**Task directions**
Please format all the lines below as a two-column CSV with the columns text and answer, giving one row for each line of text paired with the answer that follows it. Wrap every field in double quotes and change any line breaks inside a field to spaces.

+++ Supplied information +++

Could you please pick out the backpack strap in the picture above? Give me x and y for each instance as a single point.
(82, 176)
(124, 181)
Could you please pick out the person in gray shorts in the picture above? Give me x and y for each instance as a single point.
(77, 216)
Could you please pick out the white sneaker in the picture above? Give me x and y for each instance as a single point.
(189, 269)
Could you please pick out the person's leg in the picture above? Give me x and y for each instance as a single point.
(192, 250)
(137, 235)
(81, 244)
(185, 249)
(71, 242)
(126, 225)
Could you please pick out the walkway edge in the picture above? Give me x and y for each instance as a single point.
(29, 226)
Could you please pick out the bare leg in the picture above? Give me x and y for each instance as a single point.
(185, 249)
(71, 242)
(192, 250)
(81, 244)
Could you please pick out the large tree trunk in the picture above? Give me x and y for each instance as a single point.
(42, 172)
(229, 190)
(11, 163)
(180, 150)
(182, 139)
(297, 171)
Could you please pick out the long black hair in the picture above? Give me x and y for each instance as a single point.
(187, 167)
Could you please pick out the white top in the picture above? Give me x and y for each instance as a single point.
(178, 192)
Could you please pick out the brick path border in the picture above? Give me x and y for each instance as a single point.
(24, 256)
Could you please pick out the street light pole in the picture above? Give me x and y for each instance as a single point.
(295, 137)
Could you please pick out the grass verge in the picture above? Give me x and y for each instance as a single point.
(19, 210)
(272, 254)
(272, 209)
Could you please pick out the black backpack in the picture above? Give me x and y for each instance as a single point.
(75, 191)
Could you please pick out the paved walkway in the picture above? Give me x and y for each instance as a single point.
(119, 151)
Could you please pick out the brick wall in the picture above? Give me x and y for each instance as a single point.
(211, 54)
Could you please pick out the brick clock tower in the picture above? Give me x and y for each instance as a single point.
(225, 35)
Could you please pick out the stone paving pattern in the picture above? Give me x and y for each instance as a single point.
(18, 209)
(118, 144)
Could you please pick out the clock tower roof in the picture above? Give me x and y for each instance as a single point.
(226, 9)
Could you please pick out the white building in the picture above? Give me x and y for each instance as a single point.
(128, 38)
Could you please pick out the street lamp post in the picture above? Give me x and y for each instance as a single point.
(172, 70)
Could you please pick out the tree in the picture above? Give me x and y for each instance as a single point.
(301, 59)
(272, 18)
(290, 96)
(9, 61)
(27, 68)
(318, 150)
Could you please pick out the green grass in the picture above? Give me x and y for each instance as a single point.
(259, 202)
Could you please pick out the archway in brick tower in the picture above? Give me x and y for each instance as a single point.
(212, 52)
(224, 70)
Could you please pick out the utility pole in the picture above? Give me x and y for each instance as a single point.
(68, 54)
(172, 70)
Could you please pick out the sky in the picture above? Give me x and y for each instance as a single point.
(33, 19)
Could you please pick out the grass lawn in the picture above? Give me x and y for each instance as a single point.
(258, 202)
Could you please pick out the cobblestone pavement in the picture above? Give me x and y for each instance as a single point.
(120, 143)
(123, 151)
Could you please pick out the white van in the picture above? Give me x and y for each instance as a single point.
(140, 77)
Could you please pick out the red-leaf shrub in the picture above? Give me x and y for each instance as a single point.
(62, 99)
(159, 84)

+++

**Task answer**
text,answer
"Could you please pick out the backpack strap in the picture above? Give me x and y for each instance as a single point.","(82, 176) (124, 181)"
"Could you please pick out the person in gray shorts in the picture above? Give me x and y for each instance as a single point.","(77, 216)"
"Could you please pick out the white sneaker in the picture above? Give me x and y for each instance as a single point.","(189, 269)"
"Could you please pick out the person's leg in the picture above? Give me x and y for each instance as a single point.","(192, 250) (137, 235) (81, 244) (185, 249) (71, 242) (126, 225)"
"Could you please pick out the walkway edge in the picture above? Give me x and y for each instance as a single point.","(29, 226)"
"Could you please pick out the bare leg in the picture above? Give me x and y for each instance as a single point.","(185, 249) (71, 242) (192, 250) (81, 244)"
"Could you please pick out the large tree trunk in the picture above? Give me x and y for each instance as a single point.","(42, 172) (229, 190) (11, 163) (180, 150) (182, 139) (297, 171)"
"Could you please pick out the long black hair in the picture above? Give me x and y for each instance as a single point.","(187, 167)"
"Could you please pick out the white top in the picture above? Give me x and y for each instance as a single point.","(178, 192)"
"Could you please pick out the brick path border in the picture above? Give me x and y for each instance as a single point.","(24, 256)"
"Could you please pick out the street light pole in the picture above? Give me x and y for each instance as a single point.","(295, 137)"
"Could you please pick out the grass verge in the picture above? Give me x and y for each instance as a single point.","(19, 210) (272, 254) (272, 209)"
"Could you please pick out the black backpack in the picture above? Give me x and y for each instance as a single point.","(75, 191)"
"Could you please pick out the paved walkway in the picture above? Give me x and y for each instance as a single point.","(119, 151)"
"Could you please pick out the brick wall in the picture above? Give me x and y for each instance as a single point.","(211, 54)"
"Could you please pick out the brick clock tower in the picture above? Give me x and y for each instance as a single point.","(225, 35)"
"Could you please pick out the stone paving pattern in the picture above? Give me x and y for each instance as a single point.","(18, 209) (118, 144)"
"Could you please pick out the clock tower roof in the picture above? Give me x and y for each instance as a single point.","(226, 9)"
"Could you please pick out the white building in the picture above? Give me x and y for each instance as a single point.","(128, 38)"
"Could you please pick out the street lamp post in the picture above? Give me x and y for each instance as a single point.","(172, 70)"
"Could you please pick out the tree in the picture above? Give me x and y for each instance as a single point.","(301, 59) (272, 18) (290, 96) (9, 61) (27, 68) (318, 150)"
"Could you please pick out the green grass in the picture above? Give me x and y for each instance as a single point.","(259, 202)"
"Could you please pick out the archway in brick tower in the picture above? Give me x and y for each instance as a single point.","(212, 52) (224, 70)"
"Could you please pick out the utility pole in the picture above? Give me x and y for each instance as a single point.","(68, 54) (172, 70)"
"Could you please pick out the sky in the picture above? Give me x and y for each instance as a single point.","(33, 19)"
"Could you please pick out the grass lawn in the picture above? Give me x and y for each instance as a single point.","(258, 202)"
"Could you please pick out the cobblestone pavement in the picture above? Give me x and y for each instance as a single point.","(120, 143) (123, 151)"
"Could you please pick out the white van in the picture above? Give me x and y for each instance as a single point.","(140, 77)"
"Could you please pick out the red-leaf shrub in the picture above? Give me x and y for each instance as a single point.","(62, 99) (159, 84)"